TEKS BACAAN =
################
Koran Sulindo – Jauh sebelum bangsa ini mengenal pemilihan umum yang njlimet dan rumit untuk memilih para pemimpin bangsa, Panitia Persiapan Kemerdekaan Indonesia (PPKI) dengan suara bulat menunjuk Soekarno dan Mohammad Hatta sebagai Presiden dan Wakil Presiden RI pertama.
Sederhana dan begitu luwes mufakat dicapai, bahkan itu dilakukan hanya sehari setelah Proklamasi Kemerdekaan dikumandangkan tanggal 17 Agustus 1945.
Lalu, tanggal 3 November 1945 melalui Maklumat X atau Maklumat Wakil Presiden Mohammad Hatta, mendorong pembentukan partai politik termasuk melegitimasi parpol yang sebelumnya telah terbentuk sejak zaman Belanda dan Jepang.
Maklumat juga mengatur rencana penyelenggaraan Pemilu untuk memilih anggota DPR paling lambat akan digelar pada bulan Januari 1946.
Belakangan, rencana itu urung karena ketiadaan undang-undang yang mengatur penyelenggaraan pemilu, stabilitas keamanan yang goyah serta tercurahkannya fokus pemerintah dan rakyat semata-mata untuk mempertahankan kemerdekaan.
Rencana mengelar pemilu kembali mulai digagas pada tahun 1953 menyusul terbit Kepres No 188 tahun 1953 yang mengatur pembentukan Panitia Pemilihan Indonesia (PPI).
Sementara PPI memulai penghitungan daftar pemilih tetap sejak Mei-November 1954, tercatat jumlah pemilih mencapai 43.104.464 orang dari jumlah 77.987.879 penduduk di tahun 1955. Dari jumlah itu tercatata 45,6 persen populasi hidup di Jawa Tengah dan Jawa Timur
Pada bulan April 1955, PPI akhirnya mengumumkan Pemilu Parlemen akan digelar pada 29 September 1955 yang diikuti oleh 29 partai politik dan individu dan Pemilu Konstituante akan digelar pada 15 Desember 1955.
################
DATA TERCATAT =
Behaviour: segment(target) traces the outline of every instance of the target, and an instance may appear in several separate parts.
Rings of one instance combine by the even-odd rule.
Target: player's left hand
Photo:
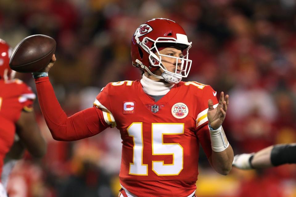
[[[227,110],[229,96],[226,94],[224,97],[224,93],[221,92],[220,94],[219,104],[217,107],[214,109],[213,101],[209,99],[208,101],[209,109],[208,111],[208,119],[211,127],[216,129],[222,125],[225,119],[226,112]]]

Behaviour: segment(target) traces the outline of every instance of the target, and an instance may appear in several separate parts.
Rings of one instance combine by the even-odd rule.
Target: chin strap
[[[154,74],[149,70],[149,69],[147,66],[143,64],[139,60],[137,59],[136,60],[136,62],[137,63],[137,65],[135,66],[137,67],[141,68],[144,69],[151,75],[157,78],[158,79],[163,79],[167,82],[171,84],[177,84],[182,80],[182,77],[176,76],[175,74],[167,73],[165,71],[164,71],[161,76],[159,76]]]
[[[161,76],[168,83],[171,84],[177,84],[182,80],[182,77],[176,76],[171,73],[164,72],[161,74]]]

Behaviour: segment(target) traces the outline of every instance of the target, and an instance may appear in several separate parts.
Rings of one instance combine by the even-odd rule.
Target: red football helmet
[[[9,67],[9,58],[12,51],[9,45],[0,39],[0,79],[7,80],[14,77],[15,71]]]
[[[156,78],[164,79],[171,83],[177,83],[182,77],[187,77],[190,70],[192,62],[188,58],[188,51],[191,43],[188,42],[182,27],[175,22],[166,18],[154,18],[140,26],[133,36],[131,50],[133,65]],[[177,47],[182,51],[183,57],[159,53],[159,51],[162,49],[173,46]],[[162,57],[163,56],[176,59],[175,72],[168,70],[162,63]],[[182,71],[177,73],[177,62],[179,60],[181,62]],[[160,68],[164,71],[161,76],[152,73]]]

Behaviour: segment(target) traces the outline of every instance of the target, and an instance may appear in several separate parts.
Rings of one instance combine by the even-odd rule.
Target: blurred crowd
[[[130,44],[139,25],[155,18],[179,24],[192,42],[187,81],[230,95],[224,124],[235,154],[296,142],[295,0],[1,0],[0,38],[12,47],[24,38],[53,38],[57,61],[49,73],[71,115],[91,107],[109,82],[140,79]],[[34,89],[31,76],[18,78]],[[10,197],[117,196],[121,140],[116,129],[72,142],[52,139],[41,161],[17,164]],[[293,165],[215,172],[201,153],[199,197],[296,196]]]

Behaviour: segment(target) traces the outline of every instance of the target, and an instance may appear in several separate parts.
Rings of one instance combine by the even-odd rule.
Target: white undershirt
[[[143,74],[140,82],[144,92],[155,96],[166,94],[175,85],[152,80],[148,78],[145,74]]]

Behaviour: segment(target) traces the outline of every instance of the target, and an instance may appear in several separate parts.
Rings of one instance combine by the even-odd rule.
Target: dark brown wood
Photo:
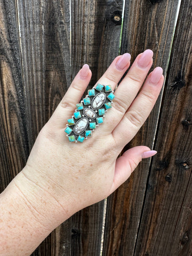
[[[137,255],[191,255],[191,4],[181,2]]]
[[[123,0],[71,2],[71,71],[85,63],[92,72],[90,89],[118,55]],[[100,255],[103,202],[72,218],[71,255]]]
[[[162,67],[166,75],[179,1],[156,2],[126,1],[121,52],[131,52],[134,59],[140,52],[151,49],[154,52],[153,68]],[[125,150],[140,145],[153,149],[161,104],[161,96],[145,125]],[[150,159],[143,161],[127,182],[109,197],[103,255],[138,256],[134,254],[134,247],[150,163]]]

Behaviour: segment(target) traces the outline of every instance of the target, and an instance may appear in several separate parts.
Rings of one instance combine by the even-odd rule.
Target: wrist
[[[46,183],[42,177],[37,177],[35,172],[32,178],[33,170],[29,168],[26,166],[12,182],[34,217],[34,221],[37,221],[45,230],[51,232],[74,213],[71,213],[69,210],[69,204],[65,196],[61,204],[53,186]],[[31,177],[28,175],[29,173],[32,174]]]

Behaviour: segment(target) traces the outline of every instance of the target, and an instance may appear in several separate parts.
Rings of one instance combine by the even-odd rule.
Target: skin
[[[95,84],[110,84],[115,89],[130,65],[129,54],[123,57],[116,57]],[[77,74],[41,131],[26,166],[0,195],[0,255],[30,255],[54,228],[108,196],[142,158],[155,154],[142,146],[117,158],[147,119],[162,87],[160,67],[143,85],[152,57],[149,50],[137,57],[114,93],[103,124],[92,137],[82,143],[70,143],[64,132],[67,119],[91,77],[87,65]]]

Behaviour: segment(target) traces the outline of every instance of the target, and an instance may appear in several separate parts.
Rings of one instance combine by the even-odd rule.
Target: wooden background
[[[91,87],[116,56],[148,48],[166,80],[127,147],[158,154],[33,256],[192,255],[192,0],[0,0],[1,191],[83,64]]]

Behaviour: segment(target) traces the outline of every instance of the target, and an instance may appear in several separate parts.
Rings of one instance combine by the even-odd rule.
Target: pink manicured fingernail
################
TUJUAN TUGAS =
Salin kata demi kata bagian teks bacaan tentang pemilu pertama Indonesia, mulai dari "Koran Sulindo –" dan berakhir pada "bulan Januari 1946.".

JAWABAN TUGAS =
Koran Sulindo – Jauh sebelum bangsa ini mengenal pemilihan umum yang njlimet dan rumit untuk memilih para pemimpin bangsa, Panitia Persiapan Kemerdekaan Indonesia (PPKI) dengan suara bulat menunjuk Soekarno dan Mohammad Hatta sebagai Presiden dan Wakil Presiden RI pertama.
Sederhana dan begitu luwes mufakat dicapai, bahkan itu dilakukan hanya sehari setelah Proklamasi Kemerdekaan dikumandangkan tanggal 17 Agustus 1945.
Lalu, tanggal 3 November 1945 melalui Maklumat X atau Maklumat Wakil Presiden Mohammad Hatta, mendorong pembentukan partai politik termasuk melegitimasi parpol yang sebelumnya telah terbentuk sejak zaman Belanda dan Jepang.
Maklumat juga mengatur rencana penyelenggaraan Pemilu untuk memilih anggota DPR paling lambat akan digelar pada bulan Januari 1946.